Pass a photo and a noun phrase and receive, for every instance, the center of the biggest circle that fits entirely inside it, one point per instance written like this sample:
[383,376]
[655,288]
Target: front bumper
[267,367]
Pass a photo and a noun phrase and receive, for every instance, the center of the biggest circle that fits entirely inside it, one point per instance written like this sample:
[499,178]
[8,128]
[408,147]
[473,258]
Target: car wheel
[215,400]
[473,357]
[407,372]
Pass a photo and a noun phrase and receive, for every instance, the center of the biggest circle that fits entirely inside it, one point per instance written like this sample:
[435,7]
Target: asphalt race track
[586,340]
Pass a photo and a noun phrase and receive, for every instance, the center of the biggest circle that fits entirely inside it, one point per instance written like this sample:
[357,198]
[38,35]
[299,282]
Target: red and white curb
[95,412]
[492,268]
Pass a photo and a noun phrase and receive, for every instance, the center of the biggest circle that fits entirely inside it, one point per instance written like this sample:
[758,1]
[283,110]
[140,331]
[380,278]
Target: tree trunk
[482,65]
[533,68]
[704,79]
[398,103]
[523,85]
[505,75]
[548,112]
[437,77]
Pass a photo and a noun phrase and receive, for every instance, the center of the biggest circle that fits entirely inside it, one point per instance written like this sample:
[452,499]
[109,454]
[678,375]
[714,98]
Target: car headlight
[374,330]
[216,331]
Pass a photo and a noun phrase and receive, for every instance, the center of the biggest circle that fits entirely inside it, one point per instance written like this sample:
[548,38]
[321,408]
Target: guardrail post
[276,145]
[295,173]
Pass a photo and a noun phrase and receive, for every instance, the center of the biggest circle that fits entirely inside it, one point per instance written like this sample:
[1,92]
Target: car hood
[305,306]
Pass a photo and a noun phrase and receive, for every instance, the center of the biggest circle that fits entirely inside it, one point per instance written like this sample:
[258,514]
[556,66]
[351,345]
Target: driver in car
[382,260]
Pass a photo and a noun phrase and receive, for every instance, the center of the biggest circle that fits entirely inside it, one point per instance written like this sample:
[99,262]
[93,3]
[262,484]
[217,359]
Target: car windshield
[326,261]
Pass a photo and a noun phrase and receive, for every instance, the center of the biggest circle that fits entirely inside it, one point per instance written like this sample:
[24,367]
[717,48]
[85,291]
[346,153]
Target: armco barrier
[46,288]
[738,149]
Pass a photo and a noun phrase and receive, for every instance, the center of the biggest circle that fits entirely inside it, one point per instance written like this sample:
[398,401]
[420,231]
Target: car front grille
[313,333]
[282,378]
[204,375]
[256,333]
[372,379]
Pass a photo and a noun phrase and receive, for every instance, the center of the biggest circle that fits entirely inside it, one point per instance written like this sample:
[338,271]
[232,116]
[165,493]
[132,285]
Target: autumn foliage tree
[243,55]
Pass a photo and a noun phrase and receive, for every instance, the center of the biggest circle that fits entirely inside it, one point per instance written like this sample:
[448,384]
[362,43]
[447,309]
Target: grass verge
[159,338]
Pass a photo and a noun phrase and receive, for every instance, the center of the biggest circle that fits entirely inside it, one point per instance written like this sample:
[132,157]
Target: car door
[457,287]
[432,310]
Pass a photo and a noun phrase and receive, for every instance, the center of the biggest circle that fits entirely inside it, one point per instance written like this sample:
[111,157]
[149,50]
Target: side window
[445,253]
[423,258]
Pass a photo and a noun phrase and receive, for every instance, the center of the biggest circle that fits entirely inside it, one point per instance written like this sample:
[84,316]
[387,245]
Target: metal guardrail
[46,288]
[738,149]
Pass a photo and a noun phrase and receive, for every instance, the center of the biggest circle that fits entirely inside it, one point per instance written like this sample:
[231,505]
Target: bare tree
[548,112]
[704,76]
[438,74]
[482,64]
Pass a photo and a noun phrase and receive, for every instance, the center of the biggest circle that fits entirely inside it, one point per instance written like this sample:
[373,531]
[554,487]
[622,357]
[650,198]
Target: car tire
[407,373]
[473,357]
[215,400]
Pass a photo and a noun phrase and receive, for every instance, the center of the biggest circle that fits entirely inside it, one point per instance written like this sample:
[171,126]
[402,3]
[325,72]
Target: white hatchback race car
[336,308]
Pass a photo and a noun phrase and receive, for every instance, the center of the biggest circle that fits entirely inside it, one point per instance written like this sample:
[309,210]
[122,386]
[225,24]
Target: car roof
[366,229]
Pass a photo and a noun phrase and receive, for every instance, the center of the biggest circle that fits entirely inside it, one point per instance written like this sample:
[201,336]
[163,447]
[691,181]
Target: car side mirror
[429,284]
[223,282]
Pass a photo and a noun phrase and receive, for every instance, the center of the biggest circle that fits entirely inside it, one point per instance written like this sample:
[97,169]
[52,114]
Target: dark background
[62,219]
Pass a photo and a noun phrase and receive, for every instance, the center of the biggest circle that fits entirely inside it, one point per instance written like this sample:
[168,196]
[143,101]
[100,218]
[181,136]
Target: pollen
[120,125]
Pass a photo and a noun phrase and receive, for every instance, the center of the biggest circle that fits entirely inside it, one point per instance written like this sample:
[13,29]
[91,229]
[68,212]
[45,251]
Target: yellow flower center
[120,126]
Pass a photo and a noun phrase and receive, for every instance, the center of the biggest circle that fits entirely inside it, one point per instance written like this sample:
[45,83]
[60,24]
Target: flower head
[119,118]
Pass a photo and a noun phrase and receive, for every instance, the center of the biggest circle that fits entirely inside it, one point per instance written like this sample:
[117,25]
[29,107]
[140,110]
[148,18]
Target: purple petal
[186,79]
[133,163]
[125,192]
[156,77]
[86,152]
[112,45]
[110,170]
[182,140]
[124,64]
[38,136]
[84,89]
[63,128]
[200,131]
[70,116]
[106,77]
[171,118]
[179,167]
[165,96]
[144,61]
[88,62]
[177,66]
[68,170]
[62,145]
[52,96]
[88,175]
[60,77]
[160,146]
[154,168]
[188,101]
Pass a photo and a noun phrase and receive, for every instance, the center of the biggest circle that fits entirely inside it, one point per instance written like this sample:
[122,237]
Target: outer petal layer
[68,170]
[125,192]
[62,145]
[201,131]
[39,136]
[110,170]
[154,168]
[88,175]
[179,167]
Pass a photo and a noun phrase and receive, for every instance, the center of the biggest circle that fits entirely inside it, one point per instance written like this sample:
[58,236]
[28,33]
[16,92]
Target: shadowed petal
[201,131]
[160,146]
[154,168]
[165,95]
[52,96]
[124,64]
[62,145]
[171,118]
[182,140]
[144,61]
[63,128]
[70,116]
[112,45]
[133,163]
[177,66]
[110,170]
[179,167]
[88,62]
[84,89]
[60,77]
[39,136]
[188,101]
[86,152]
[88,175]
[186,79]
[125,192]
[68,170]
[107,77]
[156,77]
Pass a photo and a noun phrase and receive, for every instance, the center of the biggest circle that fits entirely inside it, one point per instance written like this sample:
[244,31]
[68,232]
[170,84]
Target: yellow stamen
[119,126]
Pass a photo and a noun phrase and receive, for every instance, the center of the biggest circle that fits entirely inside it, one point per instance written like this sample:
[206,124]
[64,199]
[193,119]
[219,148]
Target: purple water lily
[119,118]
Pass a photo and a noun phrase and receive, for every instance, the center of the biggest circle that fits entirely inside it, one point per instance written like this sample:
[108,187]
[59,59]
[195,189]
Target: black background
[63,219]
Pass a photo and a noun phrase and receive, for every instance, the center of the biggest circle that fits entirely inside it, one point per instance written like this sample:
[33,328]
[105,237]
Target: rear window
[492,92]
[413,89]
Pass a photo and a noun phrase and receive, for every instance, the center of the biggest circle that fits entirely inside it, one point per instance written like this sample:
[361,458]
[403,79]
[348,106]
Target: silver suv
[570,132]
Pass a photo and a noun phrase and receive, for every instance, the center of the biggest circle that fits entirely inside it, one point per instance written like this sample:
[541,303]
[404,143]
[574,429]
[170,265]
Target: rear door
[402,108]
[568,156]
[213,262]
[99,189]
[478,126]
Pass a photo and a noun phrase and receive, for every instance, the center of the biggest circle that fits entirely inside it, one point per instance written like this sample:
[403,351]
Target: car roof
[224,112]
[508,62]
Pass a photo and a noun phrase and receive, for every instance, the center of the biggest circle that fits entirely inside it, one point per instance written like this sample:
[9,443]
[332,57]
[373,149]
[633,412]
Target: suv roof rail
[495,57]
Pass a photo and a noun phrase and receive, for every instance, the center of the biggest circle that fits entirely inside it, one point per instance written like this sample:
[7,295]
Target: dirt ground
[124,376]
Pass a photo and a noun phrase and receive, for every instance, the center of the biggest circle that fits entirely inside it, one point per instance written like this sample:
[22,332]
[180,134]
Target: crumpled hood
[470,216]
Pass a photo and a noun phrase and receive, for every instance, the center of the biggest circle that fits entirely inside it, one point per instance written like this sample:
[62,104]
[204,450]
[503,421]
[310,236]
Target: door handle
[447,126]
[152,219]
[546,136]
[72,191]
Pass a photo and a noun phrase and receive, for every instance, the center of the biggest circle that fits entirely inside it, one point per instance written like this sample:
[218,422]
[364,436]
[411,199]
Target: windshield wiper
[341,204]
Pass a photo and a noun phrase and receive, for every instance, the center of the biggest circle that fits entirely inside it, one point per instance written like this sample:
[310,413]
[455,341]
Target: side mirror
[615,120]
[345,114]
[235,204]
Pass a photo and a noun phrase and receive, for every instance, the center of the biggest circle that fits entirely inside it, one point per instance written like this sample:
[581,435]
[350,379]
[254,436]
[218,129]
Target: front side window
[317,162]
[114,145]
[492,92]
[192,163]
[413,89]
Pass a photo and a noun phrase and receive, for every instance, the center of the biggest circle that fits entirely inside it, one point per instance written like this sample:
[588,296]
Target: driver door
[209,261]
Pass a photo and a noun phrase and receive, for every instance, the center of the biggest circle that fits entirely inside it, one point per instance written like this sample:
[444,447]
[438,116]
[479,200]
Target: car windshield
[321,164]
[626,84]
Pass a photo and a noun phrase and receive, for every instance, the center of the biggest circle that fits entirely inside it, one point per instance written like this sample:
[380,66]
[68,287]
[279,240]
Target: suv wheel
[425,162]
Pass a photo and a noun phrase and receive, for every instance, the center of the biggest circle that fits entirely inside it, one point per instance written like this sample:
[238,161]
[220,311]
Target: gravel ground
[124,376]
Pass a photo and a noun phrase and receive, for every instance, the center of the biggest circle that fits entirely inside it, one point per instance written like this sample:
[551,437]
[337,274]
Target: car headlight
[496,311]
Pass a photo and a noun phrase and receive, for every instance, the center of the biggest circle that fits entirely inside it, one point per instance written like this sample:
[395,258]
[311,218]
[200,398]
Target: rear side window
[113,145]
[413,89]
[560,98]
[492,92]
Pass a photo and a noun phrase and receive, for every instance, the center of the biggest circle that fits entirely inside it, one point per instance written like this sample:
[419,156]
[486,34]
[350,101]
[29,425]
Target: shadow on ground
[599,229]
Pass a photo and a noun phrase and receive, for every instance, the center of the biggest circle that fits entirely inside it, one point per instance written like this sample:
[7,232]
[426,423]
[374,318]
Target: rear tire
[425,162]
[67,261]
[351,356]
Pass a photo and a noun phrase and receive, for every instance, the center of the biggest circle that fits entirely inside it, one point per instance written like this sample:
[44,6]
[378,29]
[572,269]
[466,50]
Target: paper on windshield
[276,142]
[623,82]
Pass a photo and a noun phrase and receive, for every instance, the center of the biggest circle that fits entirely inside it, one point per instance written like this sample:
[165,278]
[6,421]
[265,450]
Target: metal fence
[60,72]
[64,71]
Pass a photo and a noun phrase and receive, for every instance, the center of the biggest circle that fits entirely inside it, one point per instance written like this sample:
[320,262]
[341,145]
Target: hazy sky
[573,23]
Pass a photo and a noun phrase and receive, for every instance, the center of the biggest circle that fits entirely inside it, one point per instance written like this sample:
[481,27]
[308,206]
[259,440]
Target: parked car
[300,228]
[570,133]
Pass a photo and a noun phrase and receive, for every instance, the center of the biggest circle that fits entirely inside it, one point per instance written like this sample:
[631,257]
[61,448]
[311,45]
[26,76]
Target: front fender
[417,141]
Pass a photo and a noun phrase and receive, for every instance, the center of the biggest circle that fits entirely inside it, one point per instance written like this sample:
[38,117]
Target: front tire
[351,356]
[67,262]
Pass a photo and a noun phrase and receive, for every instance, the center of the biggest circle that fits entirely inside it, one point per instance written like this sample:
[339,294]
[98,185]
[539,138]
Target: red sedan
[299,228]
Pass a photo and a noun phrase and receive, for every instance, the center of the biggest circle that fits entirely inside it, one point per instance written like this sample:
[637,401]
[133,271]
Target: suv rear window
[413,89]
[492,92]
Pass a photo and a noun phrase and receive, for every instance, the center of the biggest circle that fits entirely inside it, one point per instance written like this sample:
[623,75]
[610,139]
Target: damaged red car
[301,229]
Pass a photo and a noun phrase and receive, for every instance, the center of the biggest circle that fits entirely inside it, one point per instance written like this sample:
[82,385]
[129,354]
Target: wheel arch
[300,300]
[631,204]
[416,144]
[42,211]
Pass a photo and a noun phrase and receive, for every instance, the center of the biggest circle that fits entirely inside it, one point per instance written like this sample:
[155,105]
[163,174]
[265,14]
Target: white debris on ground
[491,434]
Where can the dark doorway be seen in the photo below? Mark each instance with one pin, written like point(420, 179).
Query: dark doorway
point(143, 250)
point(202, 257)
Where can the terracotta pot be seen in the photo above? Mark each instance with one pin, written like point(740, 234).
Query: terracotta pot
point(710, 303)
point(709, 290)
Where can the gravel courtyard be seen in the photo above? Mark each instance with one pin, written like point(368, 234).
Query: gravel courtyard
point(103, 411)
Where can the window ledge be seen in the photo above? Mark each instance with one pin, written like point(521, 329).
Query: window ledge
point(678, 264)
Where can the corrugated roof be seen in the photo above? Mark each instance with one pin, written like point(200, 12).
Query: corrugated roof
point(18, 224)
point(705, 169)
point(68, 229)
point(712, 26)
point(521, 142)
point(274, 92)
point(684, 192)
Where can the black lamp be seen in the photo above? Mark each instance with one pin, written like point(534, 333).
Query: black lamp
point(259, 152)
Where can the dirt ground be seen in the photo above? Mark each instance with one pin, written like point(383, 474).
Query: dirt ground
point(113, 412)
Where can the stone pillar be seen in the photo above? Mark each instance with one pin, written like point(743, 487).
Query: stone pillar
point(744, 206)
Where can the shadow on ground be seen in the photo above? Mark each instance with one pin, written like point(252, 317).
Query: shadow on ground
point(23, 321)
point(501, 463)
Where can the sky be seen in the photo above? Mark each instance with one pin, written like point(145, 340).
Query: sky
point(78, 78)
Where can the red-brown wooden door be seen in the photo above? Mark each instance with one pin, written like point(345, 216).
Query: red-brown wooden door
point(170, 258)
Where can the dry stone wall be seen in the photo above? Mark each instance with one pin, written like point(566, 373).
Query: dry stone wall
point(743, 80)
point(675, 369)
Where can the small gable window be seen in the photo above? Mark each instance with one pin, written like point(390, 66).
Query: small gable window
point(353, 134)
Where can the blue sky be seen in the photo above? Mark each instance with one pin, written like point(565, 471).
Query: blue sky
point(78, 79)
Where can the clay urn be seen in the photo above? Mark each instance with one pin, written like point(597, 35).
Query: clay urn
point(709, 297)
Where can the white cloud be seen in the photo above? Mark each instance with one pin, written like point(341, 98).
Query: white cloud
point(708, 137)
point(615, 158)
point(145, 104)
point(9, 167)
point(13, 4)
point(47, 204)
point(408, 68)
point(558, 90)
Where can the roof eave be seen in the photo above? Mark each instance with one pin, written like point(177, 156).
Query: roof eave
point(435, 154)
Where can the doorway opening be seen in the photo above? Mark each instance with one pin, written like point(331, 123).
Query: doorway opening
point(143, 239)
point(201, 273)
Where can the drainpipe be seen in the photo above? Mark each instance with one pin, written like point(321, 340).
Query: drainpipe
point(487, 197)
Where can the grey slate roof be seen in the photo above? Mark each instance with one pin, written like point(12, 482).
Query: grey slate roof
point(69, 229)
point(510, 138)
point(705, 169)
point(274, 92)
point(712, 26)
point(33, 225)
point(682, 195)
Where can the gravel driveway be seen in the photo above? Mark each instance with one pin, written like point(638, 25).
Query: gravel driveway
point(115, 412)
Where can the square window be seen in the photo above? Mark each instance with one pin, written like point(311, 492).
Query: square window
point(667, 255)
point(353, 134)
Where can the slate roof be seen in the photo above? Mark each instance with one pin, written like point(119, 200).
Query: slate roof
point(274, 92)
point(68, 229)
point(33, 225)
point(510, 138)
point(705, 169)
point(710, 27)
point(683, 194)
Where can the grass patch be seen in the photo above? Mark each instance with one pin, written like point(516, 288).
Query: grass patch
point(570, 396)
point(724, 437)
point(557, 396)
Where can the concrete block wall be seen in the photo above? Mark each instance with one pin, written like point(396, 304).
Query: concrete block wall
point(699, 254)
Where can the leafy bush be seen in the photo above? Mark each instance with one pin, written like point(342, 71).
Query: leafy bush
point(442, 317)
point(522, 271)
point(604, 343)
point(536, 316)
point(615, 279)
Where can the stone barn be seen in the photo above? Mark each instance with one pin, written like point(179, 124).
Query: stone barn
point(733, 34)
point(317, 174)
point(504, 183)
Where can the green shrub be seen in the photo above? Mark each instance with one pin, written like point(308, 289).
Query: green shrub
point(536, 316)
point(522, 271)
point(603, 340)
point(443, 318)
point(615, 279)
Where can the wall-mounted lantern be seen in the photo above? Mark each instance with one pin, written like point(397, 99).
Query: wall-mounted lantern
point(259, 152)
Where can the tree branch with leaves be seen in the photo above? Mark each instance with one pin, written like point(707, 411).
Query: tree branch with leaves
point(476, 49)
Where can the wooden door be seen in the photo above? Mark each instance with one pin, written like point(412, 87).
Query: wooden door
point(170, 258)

> EXERCISE DESCRIPTION: All lines in the listing above between the line with "Query: clay urn" and the line with "Where can the gravel driveway", inclusive, should be set down exactly, and no line outside that range.

> EXERCISE OUTPUT:
Query: clay urn
point(709, 297)
Where can the white cloud be seen in the photo above? Mark each instance with one pin, written like point(341, 98).
Query: white cloud
point(708, 137)
point(615, 158)
point(145, 104)
point(9, 167)
point(13, 4)
point(47, 204)
point(408, 68)
point(558, 90)
Where can the roof eave be seen in the photo above? Mark each instance with one pin, written like point(177, 156).
Query: roof eave
point(435, 154)
Where can the doorway opening be seen in the photo above? Mark each instance with one pin, written like point(331, 123).
Query: doorway opening
point(143, 239)
point(201, 273)
Where can the drainpipe be seen in the photo above? Mark each instance with one pin, written like point(321, 340).
Query: drainpipe
point(487, 197)
Where can the grey slate roof be seen in the photo above? Mark each instance with one pin, written like point(12, 482).
Query: grey slate roof
point(69, 229)
point(510, 138)
point(705, 169)
point(274, 92)
point(712, 26)
point(33, 225)
point(682, 195)
Where can the gravel driveway be seen in the photo above? Mark each instance with one pin, written like point(638, 25).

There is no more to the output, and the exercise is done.